Stored data:
• • • • •

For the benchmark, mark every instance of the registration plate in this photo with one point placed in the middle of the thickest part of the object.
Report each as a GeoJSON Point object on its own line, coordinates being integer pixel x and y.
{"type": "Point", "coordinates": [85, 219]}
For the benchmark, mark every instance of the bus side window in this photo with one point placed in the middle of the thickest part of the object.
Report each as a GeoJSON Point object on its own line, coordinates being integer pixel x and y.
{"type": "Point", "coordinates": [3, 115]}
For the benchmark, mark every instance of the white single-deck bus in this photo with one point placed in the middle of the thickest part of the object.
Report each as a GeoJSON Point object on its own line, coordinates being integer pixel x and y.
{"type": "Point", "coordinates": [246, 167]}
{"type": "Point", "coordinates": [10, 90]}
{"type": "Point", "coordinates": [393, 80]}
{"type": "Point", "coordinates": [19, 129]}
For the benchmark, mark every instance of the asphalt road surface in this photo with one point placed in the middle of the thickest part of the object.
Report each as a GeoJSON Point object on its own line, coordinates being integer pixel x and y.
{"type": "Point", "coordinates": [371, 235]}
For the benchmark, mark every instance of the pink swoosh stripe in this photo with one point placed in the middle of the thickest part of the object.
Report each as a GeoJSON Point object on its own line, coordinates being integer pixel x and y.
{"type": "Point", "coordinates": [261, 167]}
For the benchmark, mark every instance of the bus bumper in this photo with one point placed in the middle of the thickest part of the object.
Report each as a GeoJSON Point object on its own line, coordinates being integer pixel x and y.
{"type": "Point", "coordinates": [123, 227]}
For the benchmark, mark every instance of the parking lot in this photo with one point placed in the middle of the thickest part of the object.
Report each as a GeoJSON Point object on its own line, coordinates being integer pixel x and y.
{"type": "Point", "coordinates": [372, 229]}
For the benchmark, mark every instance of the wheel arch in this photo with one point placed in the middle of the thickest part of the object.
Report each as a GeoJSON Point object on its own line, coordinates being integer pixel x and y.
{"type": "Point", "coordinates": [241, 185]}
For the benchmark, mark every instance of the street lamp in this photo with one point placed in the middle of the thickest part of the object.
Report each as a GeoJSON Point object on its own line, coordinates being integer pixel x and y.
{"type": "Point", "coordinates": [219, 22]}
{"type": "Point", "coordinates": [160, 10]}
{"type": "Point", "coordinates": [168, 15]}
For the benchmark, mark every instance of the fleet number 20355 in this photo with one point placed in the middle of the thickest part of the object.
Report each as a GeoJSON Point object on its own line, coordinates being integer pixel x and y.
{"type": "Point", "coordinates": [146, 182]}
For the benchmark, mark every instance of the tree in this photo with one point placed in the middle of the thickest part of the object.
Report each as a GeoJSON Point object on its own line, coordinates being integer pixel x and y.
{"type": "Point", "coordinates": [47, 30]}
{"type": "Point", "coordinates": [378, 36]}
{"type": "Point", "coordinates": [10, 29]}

• • • • •

● EXERCISE INSTRUCTIONS:
Rewrite everything from the line containing "For the benchmark, mark every instance of the fleet" down to the end of the records, requests included, multiplying each point coordinate in the answers by 2.5 and rounding to whole numbers, with halves rounded up. Leave all other numbers unchanged.

● THE RESPONSE:
For the benchmark, mark every instance of the fleet number 20355 in this photo with one point placed in the middle of the thickest part of the object.
Report each as a GeoJSON Point object on its own line, coordinates being integer pixel x and y.
{"type": "Point", "coordinates": [365, 455]}
For the benchmark, mark every instance of the tree in this photo with one point placed in the middle of the thickest part of the object.
Report each as a GeoJSON Point object on its own line, coordinates being integer pixel x and y.
{"type": "Point", "coordinates": [118, 75]}
{"type": "Point", "coordinates": [945, 90]}
{"type": "Point", "coordinates": [25, 73]}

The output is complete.